__GOAL__:
Can you turn every line of the data below into a numbered list, leaving out the blank lines?

===== MATERIAL PROVIDED

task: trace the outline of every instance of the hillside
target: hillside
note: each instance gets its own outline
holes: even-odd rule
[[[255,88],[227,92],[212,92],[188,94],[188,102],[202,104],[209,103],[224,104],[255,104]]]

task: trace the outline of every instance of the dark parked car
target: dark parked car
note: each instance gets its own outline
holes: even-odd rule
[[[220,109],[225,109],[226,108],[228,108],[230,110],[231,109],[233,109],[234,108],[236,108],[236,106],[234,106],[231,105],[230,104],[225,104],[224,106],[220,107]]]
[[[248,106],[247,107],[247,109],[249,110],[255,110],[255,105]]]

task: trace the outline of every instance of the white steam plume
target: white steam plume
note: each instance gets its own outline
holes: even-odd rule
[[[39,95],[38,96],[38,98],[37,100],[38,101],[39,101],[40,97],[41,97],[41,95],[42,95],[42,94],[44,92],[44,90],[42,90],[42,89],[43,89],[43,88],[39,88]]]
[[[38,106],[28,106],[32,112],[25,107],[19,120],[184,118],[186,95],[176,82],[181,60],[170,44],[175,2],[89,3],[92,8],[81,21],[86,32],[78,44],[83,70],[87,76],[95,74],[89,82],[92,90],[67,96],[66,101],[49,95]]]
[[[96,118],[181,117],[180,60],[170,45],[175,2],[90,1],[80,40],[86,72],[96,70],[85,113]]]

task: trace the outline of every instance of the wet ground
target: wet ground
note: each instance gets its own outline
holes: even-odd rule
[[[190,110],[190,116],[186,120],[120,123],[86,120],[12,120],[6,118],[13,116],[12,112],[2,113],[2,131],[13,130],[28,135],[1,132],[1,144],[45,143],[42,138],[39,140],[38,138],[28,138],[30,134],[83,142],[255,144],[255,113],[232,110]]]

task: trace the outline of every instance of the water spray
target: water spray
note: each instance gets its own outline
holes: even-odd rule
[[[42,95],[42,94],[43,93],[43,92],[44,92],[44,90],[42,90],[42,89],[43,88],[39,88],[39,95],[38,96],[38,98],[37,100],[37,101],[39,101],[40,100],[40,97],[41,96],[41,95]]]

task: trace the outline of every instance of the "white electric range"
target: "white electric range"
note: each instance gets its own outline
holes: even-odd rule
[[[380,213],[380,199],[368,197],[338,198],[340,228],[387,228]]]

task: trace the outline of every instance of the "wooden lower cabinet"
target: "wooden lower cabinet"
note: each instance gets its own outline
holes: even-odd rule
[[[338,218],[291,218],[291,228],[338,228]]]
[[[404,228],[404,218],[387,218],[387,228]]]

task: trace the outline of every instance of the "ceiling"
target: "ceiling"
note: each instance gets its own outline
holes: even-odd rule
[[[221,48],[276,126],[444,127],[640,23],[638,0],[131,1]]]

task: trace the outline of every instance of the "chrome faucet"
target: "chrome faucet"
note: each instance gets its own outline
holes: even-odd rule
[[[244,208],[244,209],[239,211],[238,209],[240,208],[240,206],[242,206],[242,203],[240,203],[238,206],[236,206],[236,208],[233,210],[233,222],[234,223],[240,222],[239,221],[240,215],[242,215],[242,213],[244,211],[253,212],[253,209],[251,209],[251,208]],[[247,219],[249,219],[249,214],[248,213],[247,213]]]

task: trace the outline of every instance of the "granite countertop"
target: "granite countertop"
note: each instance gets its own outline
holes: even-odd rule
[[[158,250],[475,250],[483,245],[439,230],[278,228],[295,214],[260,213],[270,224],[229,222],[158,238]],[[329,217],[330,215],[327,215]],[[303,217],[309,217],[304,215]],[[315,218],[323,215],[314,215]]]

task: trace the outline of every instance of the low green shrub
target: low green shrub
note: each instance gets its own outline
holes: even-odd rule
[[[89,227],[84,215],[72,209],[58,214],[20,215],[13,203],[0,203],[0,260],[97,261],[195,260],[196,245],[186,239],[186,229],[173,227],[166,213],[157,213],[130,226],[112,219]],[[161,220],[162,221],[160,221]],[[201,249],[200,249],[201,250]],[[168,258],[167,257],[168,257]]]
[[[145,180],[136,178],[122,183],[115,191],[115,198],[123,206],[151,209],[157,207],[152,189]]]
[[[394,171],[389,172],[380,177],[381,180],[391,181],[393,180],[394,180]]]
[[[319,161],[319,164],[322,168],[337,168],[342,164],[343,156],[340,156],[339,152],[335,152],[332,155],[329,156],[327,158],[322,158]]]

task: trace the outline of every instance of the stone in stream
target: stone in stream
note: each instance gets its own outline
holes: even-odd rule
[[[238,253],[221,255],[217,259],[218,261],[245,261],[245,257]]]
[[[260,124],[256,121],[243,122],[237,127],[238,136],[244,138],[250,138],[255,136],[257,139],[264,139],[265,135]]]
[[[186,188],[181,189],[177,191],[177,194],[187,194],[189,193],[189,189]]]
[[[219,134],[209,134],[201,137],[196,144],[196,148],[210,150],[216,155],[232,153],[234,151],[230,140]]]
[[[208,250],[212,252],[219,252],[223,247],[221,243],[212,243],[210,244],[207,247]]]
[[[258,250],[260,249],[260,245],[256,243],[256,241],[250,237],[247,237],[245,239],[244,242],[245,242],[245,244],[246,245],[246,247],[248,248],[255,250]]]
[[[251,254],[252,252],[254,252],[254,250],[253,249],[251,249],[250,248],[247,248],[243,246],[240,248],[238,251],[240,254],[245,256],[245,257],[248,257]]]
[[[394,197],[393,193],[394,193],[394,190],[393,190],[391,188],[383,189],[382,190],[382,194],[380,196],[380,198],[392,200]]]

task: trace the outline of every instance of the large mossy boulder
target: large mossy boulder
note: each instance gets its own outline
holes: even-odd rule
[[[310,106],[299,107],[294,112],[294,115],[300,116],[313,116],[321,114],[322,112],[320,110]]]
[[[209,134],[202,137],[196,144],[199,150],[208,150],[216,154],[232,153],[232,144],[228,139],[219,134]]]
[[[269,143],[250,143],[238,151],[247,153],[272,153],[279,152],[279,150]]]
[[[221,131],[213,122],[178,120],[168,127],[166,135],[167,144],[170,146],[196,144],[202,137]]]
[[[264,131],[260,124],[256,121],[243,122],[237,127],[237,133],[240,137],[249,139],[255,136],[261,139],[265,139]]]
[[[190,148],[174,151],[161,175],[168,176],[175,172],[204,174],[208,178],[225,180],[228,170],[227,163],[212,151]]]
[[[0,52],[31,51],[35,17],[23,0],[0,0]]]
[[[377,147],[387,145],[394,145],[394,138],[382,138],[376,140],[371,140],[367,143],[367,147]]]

==========

__RESPONSE__:
1. task: trace the outline of every instance of the hillside
2. target: hillside
3. note: each instance gets its own outline
4. holes: even-odd rule
5. [[[255,88],[227,92],[212,92],[188,94],[188,102],[202,104],[209,103],[224,104],[255,104]]]
6. task: trace the outline of every instance of the dark parked car
7. target: dark parked car
8. note: each instance gets its own outline
9. holes: even-odd rule
10. [[[220,109],[225,109],[226,108],[228,108],[230,110],[231,109],[233,109],[234,108],[236,108],[236,106],[234,106],[231,105],[230,104],[225,104],[224,106],[220,107]]]
11. [[[248,106],[247,107],[247,109],[249,110],[255,110],[255,105]]]
12. task: trace the outline of every instance of the white steam plume
13. target: white steam plume
14. note: each instance gets its own outline
15. holes: even-odd rule
16. [[[39,95],[38,96],[38,98],[37,100],[38,101],[39,101],[40,97],[41,97],[41,95],[42,95],[42,94],[44,92],[44,90],[42,90],[42,89],[43,89],[43,88],[39,88]]]
17. [[[38,106],[28,106],[32,112],[25,107],[19,120],[184,118],[186,95],[176,82],[181,60],[170,44],[175,2],[89,3],[92,8],[81,21],[86,32],[78,44],[83,70],[87,76],[95,74],[89,82],[92,90],[67,96],[66,101],[49,95]]]
18. [[[96,118],[181,117],[180,60],[170,45],[175,2],[90,1],[80,40],[86,72],[96,70],[85,113]]]
19. task: trace the outline of every instance of the wet ground
20. target: wet ground
21. note: each instance gets its own outline
22. holes: even-odd rule
23. [[[190,110],[190,116],[186,120],[120,123],[86,120],[12,120],[6,118],[13,116],[12,112],[2,113],[2,131],[13,130],[28,135],[1,132],[1,144],[45,143],[42,138],[39,140],[38,138],[28,138],[30,134],[83,142],[255,144],[255,113],[232,110]]]
24. task: trace the outline of every instance of the water spray
25. target: water spray
26. note: each instance gets its own outline
27. holes: even-odd rule
28. [[[42,95],[42,94],[43,93],[43,92],[44,92],[44,90],[42,90],[42,89],[43,88],[39,88],[39,95],[38,96],[38,98],[37,100],[37,101],[39,101],[40,100],[40,97],[41,96],[41,95]]]
29. task: trace the outline of every instance of the "white electric range"
30. target: "white electric range"
31. note: each instance gets its own outline
32. holes: even-odd rule
33. [[[380,213],[380,199],[368,197],[338,198],[340,228],[387,228]]]
34. task: trace the outline of every instance of the "wooden lower cabinet"
35. target: "wooden lower cabinet"
36. note: each instance gets its own outline
37. holes: even-odd rule
38. [[[338,218],[291,218],[291,228],[338,228]]]
39. [[[404,228],[404,218],[387,218],[387,228]]]
40. task: trace the outline of every instance of the "ceiling"
41. target: "ceiling"
42. note: each instance gets its own outline
43. holes: even-odd rule
44. [[[221,48],[276,126],[444,127],[640,23],[638,0],[131,1]]]
45. task: trace the outline of every instance of the "chrome faucet"
46. target: "chrome faucet"
47. note: each instance gets its own outline
48. holes: even-odd rule
49. [[[244,208],[244,209],[239,211],[238,209],[240,208],[240,206],[242,206],[242,203],[240,203],[238,206],[236,206],[236,208],[233,210],[233,222],[234,223],[240,222],[239,221],[240,215],[242,215],[242,213],[244,211],[253,212],[253,209],[251,209],[251,208]],[[247,219],[249,219],[249,214],[248,213],[247,213]]]
50. task: trace the outline of every instance of the "granite countertop"
51. target: "granite countertop"
52. note: each instance gets its own outline
53. holes: even-odd rule
54. [[[158,250],[475,250],[483,245],[439,230],[278,228],[295,214],[260,213],[270,224],[229,222],[158,238]],[[329,217],[330,215],[327,215]],[[303,217],[309,217],[304,215]],[[315,218],[323,215],[314,215]]]
55. task: trace the outline of every instance of the low green shrub
56. target: low green shrub
57. note: each instance gets its own outline
58. holes: even-odd rule
59. [[[89,227],[84,215],[72,209],[58,214],[20,215],[13,203],[0,203],[0,260],[97,261],[195,260],[196,245],[186,239],[186,229],[173,227],[166,213],[157,213],[130,226],[112,219]],[[161,220],[162,221],[160,221]],[[201,249],[200,249],[201,250]],[[168,258],[167,257],[168,257]]]
60. [[[145,180],[136,178],[122,183],[115,191],[115,198],[123,206],[151,209],[157,207],[152,189]]]
61. [[[394,171],[389,172],[380,177],[381,180],[391,181],[393,180],[394,180]]]
62. [[[319,161],[319,164],[322,168],[337,168],[342,164],[343,156],[340,156],[339,152],[335,152],[332,155],[329,156],[327,158],[322,158]]]
63. task: trace the outline of every instance of the stone in stream
64. target: stone in stream
65. note: each instance gets its own outline
66. holes: even-odd rule
67. [[[238,253],[221,255],[217,259],[218,261],[245,261],[245,257]]]
68. [[[260,124],[256,121],[243,122],[237,127],[238,136],[244,138],[250,138],[255,136],[257,139],[264,139],[265,135]]]
69. [[[186,188],[181,189],[177,191],[177,194],[187,194],[189,193],[189,189]]]
70. [[[219,134],[209,134],[201,137],[196,144],[196,148],[210,150],[216,155],[232,153],[234,151],[230,140]]]
71. [[[208,250],[212,252],[219,252],[223,247],[221,243],[212,243],[210,244],[207,247]]]
72. [[[258,250],[260,249],[260,245],[256,243],[256,241],[250,237],[247,237],[245,239],[244,242],[245,242],[245,244],[246,245],[246,247],[248,248],[255,250]]]
73. [[[251,254],[252,252],[254,252],[254,250],[253,249],[251,249],[250,248],[247,248],[243,246],[240,248],[238,251],[240,254],[245,256],[245,257],[248,257]]]
74. [[[394,197],[393,193],[394,193],[394,190],[393,190],[391,188],[383,189],[382,190],[382,194],[380,196],[380,198],[392,200]]]
75. task: trace the outline of every instance of the large mossy boulder
76. target: large mossy boulder
77. note: each instance gets its own outline
78. holes: even-odd rule
79. [[[310,106],[299,107],[294,112],[294,115],[300,116],[313,116],[321,114],[322,112],[320,110]]]
80. [[[209,134],[202,137],[196,144],[199,150],[208,150],[216,154],[232,153],[232,144],[228,139],[219,134]]]
81. [[[269,143],[250,143],[238,151],[247,153],[272,153],[279,152],[279,150]]]
82. [[[221,131],[213,122],[178,120],[168,127],[166,135],[167,144],[170,146],[196,144],[202,137]]]
83. [[[264,131],[260,124],[256,121],[243,122],[237,127],[237,133],[240,137],[249,139],[255,136],[261,139],[265,139]]]
84. [[[190,148],[174,151],[161,175],[168,176],[175,172],[204,174],[208,178],[225,180],[228,170],[227,163],[212,151]]]
85. [[[0,52],[31,51],[35,17],[23,0],[0,0]]]
86. [[[377,147],[387,145],[394,145],[394,138],[382,138],[376,140],[371,140],[367,143],[367,147]]]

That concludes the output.